◆ 任务说明 ◆
复制选定文本中从“Maria Domingue”起、到“(生物谷Bioon.net)”为止(包括“(生物谷Bioon.net)”本身)的内容,一字不改。

◆ 选定文本 ◆
一项研究表明,已被证明能够影响消化和免疫健康的个人独特的细菌组成可能受到出生时刻的影响。
Maria Dominguez-Bello及其同事对来自9位母亲和10位出生后不足一天的新生儿进行了细菌取样。这组科学家发现,阴道分娩的婴儿获得的细菌群落类似于他们的母亲的阴道细菌组成,而通过剖宫产出生的婴儿携带了常见的皮肤细菌,这些细菌并不比来自其他剖宫产婴儿的细菌更加类似于他们的母亲的细菌组成。
通常与乳汁消化、细菌病或阴道感染有关的细菌占了来自阴道分娩的儿童的皮肤和嘴的样本的大部分。剖宫产婴儿的细菌群落大部分是由与食物中毒、白喉和痤疮有关的细菌组成的。此前的研究表明,通过剖宫产出生的婴儿可能比阴道分娩的婴儿对某些病原体、过敏和哮喘更加敏感。这组作者说,在分娩过程中母亲阴道的细菌直接传给她的婴儿可能通过限制更有害的病原体的定植从而有助于让婴儿抵御有害疾病。(生物谷Bioon.net)

◆ 数据 ◆
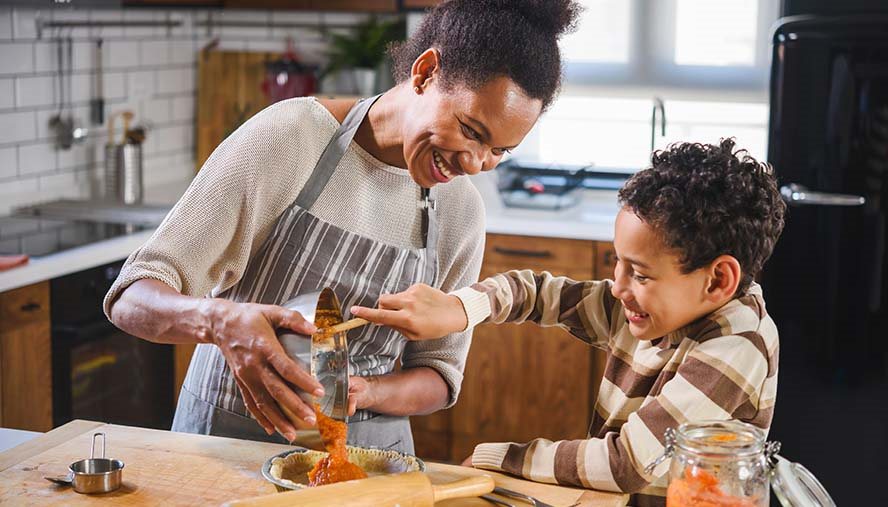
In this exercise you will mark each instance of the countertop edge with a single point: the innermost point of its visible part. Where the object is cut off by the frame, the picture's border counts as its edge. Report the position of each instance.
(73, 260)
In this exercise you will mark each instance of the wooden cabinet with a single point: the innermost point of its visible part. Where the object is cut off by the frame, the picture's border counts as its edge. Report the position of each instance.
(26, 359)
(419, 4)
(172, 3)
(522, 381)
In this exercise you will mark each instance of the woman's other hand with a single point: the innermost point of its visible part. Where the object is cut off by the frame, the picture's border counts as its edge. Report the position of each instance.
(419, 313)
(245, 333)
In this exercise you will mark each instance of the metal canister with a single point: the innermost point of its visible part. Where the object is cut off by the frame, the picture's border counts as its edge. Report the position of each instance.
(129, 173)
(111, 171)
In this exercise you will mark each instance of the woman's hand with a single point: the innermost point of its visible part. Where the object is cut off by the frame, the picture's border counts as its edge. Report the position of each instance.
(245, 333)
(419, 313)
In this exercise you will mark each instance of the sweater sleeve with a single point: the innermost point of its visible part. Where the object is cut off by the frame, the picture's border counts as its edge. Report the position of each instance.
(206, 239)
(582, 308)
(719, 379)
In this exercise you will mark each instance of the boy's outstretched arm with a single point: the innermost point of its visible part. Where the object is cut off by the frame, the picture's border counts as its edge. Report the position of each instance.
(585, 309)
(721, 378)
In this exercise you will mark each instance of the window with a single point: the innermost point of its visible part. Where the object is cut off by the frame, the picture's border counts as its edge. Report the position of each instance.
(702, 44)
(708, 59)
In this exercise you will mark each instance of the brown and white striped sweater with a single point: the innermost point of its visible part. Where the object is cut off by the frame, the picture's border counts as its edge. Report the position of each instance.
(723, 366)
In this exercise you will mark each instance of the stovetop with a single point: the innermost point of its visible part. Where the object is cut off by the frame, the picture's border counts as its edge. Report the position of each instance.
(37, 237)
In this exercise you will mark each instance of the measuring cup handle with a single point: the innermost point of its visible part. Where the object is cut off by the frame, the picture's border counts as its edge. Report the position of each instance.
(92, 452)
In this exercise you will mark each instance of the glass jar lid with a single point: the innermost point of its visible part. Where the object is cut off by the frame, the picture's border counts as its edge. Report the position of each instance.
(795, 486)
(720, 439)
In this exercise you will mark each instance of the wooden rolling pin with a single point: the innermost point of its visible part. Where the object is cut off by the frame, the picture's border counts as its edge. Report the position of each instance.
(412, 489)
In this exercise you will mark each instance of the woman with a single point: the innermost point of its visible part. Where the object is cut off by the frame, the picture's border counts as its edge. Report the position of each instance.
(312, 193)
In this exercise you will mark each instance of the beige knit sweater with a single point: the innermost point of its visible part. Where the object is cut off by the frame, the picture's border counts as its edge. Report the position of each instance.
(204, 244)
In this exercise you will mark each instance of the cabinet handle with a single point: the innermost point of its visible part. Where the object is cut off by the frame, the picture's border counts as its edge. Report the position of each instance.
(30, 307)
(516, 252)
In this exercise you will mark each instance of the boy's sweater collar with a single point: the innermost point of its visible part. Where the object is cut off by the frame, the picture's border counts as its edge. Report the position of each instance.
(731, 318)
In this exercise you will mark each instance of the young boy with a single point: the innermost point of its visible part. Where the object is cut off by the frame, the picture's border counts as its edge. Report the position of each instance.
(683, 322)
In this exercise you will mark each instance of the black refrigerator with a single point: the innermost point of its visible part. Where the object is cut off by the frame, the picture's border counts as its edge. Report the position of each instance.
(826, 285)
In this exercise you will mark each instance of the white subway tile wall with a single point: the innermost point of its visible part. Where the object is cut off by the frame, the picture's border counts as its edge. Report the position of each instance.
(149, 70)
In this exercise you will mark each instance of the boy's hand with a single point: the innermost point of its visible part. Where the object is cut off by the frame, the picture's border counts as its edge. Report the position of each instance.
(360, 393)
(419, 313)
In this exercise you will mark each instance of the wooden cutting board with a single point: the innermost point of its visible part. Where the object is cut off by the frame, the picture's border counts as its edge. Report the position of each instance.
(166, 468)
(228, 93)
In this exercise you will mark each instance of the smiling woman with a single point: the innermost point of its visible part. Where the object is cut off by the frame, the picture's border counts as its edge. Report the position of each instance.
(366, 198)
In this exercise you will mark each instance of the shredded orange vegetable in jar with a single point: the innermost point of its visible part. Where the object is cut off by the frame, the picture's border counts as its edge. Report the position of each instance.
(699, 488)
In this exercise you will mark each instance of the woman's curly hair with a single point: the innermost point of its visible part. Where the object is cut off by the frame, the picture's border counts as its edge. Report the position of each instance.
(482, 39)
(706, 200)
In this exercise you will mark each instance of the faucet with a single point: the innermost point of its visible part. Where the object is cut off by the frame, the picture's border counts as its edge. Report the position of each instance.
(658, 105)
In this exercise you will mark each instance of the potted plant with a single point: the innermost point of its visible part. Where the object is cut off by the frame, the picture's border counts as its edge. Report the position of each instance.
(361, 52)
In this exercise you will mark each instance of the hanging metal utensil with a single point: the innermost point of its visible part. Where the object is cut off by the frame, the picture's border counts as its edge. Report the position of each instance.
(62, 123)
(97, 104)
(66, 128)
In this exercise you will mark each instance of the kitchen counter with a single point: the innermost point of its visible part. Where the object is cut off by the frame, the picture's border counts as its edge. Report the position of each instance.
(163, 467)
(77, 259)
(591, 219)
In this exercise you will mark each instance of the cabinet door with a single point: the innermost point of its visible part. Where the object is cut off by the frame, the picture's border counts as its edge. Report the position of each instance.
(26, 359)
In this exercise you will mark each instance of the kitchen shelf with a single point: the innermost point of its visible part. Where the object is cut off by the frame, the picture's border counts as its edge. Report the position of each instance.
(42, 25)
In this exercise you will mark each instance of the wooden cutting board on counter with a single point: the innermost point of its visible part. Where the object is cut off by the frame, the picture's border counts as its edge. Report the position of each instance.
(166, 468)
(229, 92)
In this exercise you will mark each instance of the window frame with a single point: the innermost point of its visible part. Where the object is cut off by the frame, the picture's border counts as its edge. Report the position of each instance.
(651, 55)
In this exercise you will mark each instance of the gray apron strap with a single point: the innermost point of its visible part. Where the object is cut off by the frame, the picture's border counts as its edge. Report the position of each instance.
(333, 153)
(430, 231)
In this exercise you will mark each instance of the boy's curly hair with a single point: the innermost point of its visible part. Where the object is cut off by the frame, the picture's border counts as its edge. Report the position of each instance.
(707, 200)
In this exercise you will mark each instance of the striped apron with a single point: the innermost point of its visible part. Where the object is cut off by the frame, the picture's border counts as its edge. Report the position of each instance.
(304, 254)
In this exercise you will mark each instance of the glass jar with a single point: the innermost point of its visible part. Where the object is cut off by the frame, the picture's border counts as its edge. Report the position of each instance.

◆ 任务答案 ◆
Maria Dominguez-Bello及其同事对来自9位母亲和10位出生后不足一天的新生儿进行了细菌取样。这组科学家发现,阴道分娩的婴儿获得的细菌群落类似于他们的母亲的阴道细菌组成,而通过剖宫产出生的婴儿携带了常见的皮肤细菌,这些细菌并不比来自其他剖宫产婴儿的细菌更加类似于他们的母亲的细菌组成。
通常与乳汁消化、细菌病或阴道感染有关的细菌占了来自阴道分娩的儿童的皮肤和嘴的样本的大部分。剖宫产婴儿的细菌群落大部分是由与食物中毒、白喉和痤疮有关的细菌组成的。此前的研究表明,通过剖宫产出生的婴儿可能比阴道分娩的婴儿对某些病原体、过敏和哮喘更加敏感。这组作者说,在分娩过程中母亲阴道的细菌直接传给她的婴儿可能通过限制更有害的病原体的定植从而有助于让婴儿抵御有害疾病。(生物谷Bioon.net)